[start of Records to process]

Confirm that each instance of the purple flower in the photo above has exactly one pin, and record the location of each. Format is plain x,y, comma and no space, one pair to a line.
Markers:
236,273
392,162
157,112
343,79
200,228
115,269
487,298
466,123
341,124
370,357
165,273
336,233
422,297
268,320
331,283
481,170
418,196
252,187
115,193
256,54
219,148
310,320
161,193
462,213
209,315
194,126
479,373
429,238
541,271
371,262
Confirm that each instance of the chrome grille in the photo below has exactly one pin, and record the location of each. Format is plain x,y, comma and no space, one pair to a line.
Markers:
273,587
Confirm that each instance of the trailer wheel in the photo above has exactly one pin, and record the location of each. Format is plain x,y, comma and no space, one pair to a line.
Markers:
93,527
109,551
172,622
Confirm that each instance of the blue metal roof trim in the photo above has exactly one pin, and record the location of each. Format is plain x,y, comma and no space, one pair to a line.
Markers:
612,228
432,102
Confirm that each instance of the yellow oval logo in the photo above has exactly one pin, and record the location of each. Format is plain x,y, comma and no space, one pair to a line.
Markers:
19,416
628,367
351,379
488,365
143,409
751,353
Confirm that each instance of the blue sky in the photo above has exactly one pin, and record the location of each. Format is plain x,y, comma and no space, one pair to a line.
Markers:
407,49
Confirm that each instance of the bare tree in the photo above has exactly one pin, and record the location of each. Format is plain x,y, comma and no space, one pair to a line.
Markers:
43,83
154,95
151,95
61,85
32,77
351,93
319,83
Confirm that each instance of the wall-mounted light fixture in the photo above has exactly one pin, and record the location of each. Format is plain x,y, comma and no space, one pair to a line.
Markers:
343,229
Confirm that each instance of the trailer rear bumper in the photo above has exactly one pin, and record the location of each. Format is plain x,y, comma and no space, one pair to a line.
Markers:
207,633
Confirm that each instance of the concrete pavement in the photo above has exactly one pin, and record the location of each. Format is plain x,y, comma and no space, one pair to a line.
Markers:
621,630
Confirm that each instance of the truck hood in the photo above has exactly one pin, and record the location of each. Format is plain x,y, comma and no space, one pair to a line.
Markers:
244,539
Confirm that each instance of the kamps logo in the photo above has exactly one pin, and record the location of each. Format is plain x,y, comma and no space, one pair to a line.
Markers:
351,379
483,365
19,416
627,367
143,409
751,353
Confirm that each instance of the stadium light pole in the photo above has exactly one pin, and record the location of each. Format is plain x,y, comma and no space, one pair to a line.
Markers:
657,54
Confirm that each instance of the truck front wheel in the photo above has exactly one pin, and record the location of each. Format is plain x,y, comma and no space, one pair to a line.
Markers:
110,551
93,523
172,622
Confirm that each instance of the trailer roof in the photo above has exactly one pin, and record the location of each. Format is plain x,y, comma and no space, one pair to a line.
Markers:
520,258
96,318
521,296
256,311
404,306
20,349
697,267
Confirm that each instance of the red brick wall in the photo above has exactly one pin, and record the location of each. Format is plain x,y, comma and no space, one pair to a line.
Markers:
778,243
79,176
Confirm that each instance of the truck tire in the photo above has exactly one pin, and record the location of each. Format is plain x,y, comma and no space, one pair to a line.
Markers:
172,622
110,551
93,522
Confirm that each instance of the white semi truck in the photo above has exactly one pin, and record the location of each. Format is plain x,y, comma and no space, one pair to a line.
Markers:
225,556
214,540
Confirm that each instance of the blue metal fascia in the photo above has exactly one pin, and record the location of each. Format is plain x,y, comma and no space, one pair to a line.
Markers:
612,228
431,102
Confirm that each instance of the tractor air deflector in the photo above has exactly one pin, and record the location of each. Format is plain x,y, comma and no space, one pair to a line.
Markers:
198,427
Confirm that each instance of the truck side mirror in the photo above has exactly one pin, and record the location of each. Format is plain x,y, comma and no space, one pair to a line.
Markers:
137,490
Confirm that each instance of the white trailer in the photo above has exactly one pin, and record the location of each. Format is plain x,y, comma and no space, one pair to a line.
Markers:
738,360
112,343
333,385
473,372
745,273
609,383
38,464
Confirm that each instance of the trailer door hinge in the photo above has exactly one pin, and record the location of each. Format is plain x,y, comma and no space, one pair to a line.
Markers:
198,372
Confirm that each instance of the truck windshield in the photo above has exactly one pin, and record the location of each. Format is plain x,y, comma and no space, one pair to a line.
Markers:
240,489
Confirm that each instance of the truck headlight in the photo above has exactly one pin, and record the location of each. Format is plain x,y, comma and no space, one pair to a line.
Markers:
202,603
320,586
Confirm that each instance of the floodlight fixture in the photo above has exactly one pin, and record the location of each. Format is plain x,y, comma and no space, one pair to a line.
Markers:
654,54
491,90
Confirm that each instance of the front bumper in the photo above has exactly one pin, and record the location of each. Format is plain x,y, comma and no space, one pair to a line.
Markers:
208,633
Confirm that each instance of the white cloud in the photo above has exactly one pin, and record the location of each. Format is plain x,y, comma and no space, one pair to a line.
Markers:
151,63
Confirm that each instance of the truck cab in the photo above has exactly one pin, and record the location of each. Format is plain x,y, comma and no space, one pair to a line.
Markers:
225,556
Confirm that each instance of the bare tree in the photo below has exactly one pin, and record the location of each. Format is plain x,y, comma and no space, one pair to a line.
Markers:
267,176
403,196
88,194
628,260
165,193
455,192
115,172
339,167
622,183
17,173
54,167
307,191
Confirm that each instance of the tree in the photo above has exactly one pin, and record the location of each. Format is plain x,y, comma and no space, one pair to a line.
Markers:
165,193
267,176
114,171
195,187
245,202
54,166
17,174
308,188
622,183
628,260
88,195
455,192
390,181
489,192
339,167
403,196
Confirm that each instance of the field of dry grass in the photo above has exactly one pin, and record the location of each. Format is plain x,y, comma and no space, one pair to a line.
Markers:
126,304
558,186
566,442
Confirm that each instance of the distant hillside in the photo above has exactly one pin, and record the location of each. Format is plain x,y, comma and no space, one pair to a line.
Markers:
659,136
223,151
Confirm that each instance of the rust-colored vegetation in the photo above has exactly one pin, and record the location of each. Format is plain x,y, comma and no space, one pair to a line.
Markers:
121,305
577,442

[end of Records to process]

# What the task requires
Rewrite every line of the items above as a numbered list, leaving out any blank lines.

# Output of the task
1. Confirm that each instance of the purple flower in the photo above has exactly one pin, and record the location of each. Format is plain x,y, comma and no space, one pair to a line.
2. Markers:
3. 236,273
4. 392,162
5. 157,112
6. 343,79
7. 200,228
8. 115,269
9. 487,298
10. 466,123
11. 341,124
12. 370,357
13. 165,273
14. 336,233
15. 422,297
16. 268,320
17. 331,283
18. 481,170
19. 418,196
20. 252,187
21. 115,193
22. 256,54
23. 219,148
24. 310,320
25. 161,193
26. 462,213
27. 209,315
28. 194,126
29. 479,373
30. 429,238
31. 541,271
32. 371,262
33. Confirm that each instance of the chrome grille in the photo below has exactly one pin, and record the location of each. Format is plain x,y, comma and no space, one pair to a line.
34. Markers:
35. 273,587
36. Confirm that each instance of the trailer wheel in the photo above has exactly one pin, and record the location of each. Format is plain x,y, comma and no space, one pair to a line.
37. Markers:
38. 93,527
39. 109,551
40. 172,622
41. Confirm that each instance of the blue metal roof trim in the photo above has exactly one pin, and record the location of each. Format is plain x,y, comma and no space, one pair to a line.
42. Markers:
43. 612,228
44. 432,102
45. Confirm that each instance of the yellow oval logo in the photo above has exactly one pin, and record the location of each. Format is plain x,y, comma and no space, one pair to a line.
46. Markers:
47. 19,416
48. 628,367
49. 351,379
50. 488,365
51. 143,409
52. 751,353
53. Confirm that each instance of the blue sky in the photo above has exactly one pin, and record the location of each. Format is plain x,y, comma and no space, one pair to a line.
54. Markers:
55. 407,49
56. Confirm that each instance of the bare tree in the photo above has exactly one pin, and record the location of each. Format is plain x,y, comma and no space, one pair to a line.
57. Markers:
58. 43,83
59. 154,95
60. 151,95
61. 61,85
62. 32,77
63. 351,93
64. 319,83
65. Confirm that each instance of the wall-mounted light fixture in the photo above has exactly one pin, and record the location of each. Format is plain x,y, comma and no space, one pair to a line.
66. Markers:
67. 343,229
68. Confirm that each instance of the trailer rear bumper in the photo above has exactly one pin, and record the location of each. Format is plain x,y, comma and no space, one pair to a line.
69. Markers:
70. 207,633
71. Confirm that each instance of the concrete pavement in the photo above has exactly one pin, and record the location of each. Format is plain x,y, comma and no space, one pair to a line.
72. Markers:
73. 621,630
74. Confirm that each instance of the truck hood in the photo above has exactly one pin, and record the location of each. Format is plain x,y, comma and no space, one pair to a line.
75. Markers:
76. 244,539
77. Confirm that each instance of the kamps logo in the photo above has exactly one pin, and record the location of each. Format is plain x,y, comma and no space, one pair to a line.
78. Markers:
79. 351,379
80. 483,365
81. 19,416
82. 627,367
83. 143,409
84. 751,353
85. Confirm that each instance of the stadium light pole in the photo above has exactly one pin, and record the location of each. Format is plain x,y, comma and no space, one pair to a line.
86. Markers:
87. 657,54
88. Confirm that each instance of the truck front wheel in the photo above has exactly one pin, and record the location of each. Format is plain x,y, comma and no space, one pair to a line.
89. Markers:
90. 110,551
91. 93,523
92. 172,622
93. Confirm that each instance of the trailer roof in the photo above has exactly one pin, and record the location of each. Format is plain x,y, comma and no space, one pair to a line.
94. Markers:
95. 520,258
96. 96,318
97. 521,296
98. 256,311
99. 404,306
100. 20,349
101. 697,267
102. Confirm that each instance of the red brick wall in the photo above has exactly one pin, and record the location of each. Format is plain x,y, comma and no space, one pair to a line.
103. Markers:
104. 778,243
105. 79,176
106. Confirm that each instance of the truck tire in the photo above has exactly one pin, and record the location of each. Format is plain x,y, comma and no space, one pair to a line.
107. Markers:
108. 172,622
109. 110,551
110. 93,522
111. Confirm that each instance of the white semi truck in the photo above has exactly one pin, and record the location of each. Format is plain x,y, comma and no space, one pair to a line.
112. Markers:
113. 225,556
114. 214,540
115. Confirm that each instance of the blue metal fascia in the photo above has exactly one pin, and record the location of each. Format is plain x,y, comma and no space, one pair to a line.
116. Markers:
117. 612,228
118. 431,102
119. Confirm that each instance of the tractor air deflector in the photo above has exactly one pin, and record the location of each. Format is plain x,y, comma and no space, one pair to a line.
120. Markers:
121. 198,427
122. Confirm that each instance of the truck side mirror in the photo above has exactly one pin, and record the location of each. Format is plain x,y, comma and no space, one pair to a line.
123. Markers:
124. 137,490
125. Confirm that each instance of the white trailer in the photo above has exactly one pin, and record the location of each. Format is plain x,y, comma and no space, one pair to a line.
126. Markers:
127. 738,360
128. 112,343
129. 333,385
130. 473,372
131. 745,273
132. 609,383
133. 38,464
134. Confirm that each instance of the trailer door hinge in the photo above has exactly one pin, and record the location of each. Format is plain x,y, comma and no space, one pair to a line.
135. Markers:
136. 198,372
137. Confirm that each instance of the truck windshield in the photo above has exactly one pin, and record the location of each. Format is plain x,y, comma and no space, one pair to a line.
138. Markers:
139. 240,489
140. Confirm that each instance of the truck headlight in the photo above has exactly one pin, and record the location of each. Format is plain x,y, comma and no space, one pair to a line.
141. Markers:
142. 202,603
143. 320,586
144. Confirm that each instance of the floodlight fixture in the photo above has exactly one pin, and record the location of each. Format is plain x,y, comma and no space, one pair to a line.
145. Markers:
146. 654,54
147. 491,90
148. Confirm that each instance of the front bumper in the photo above has exactly one pin, and record the location of each. Format is plain x,y, comma and no space, one pair to a line.
149. Markers:
150. 208,633
151. Confirm that each instance of the white cloud in the photo above has exactly one pin, and record the location of each. Format is plain x,y, comma and no space, one pair to a line.
152. Markers:
153. 151,63
154. Confirm that each instance of the truck cab in the photo above has exactly one pin, and record the location of each. Format is plain x,y, comma and no space, one pair to a line.
155. Markers:
156. 225,556
157. Confirm that each instance of the bare tree in the photo below has exactly one pin, and record the location of each. Format is plain x,y, comma and no space, one pair to a line.
158. Markers:
159. 267,176
160. 403,196
161. 88,194
162. 628,260
163. 165,193
164. 455,192
165. 115,172
166. 339,167
167. 622,183
168. 17,173
169. 54,167
170. 307,191
171. Confirm that each instance of the tree in the photo above has exactly one pin, and record the location of each. Format is plain x,y, comma and no space, one pair to a line.
172. Markers:
173. 165,193
174. 267,176
175. 114,171
176. 195,187
177. 245,202
178. 54,166
179. 17,174
180. 308,188
181. 622,183
182. 628,260
183. 88,195
184. 455,192
185. 390,181
186. 489,192
187. 339,167
188. 403,196
189. Confirm that each instance of the field of dry grass in the photo above has exactly one pin, and record the location of each. Format is plain x,y, comma and no space, one pair to a line.
190. Markers:
191. 126,304
192. 558,186
193. 566,442
194. Confirm that each instance of the distant hillside in the photo above has exactly one pin, and record the location of each. Format is plain x,y, comma and no space, one pair to a line.
195. Markers:
196. 659,136
197. 223,151
198. Confirm that each instance of the rust-colored vegetation in the photo above has exactly one pin, and record the location of each. Format is plain x,y, comma and no space, one pair to a line.
199. Markers:
200. 121,305
201. 577,442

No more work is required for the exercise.